►
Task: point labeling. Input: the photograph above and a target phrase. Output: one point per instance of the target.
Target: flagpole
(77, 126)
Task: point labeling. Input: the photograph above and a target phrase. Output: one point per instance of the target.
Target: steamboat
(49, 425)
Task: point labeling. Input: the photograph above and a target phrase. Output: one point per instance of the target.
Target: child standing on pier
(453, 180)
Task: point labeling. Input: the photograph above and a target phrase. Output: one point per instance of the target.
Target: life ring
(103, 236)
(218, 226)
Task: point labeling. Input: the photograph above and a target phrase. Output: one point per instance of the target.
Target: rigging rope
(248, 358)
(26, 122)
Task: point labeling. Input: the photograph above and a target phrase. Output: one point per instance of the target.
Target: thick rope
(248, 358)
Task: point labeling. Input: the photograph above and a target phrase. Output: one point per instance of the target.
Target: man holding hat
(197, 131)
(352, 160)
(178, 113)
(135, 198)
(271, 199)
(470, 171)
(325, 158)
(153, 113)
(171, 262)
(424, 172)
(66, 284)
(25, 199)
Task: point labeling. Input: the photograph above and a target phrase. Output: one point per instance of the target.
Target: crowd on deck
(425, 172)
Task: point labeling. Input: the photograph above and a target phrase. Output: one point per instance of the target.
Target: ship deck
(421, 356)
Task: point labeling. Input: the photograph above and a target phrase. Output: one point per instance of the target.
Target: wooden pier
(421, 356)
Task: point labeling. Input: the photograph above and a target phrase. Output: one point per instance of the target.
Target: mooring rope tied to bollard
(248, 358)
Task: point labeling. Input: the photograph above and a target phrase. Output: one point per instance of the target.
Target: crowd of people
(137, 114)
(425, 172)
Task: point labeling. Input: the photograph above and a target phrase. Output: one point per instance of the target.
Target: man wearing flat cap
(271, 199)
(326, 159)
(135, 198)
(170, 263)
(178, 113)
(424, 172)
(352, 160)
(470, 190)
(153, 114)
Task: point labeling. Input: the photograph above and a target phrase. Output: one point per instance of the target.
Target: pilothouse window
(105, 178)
◄
• SHORT EXERCISE
Show every line of the records above that contains the word "rope".

• RESPONSE TO THE EXERCISE
Target: rigging rope
Target: thick rope
Target: mooring rope tied to bollard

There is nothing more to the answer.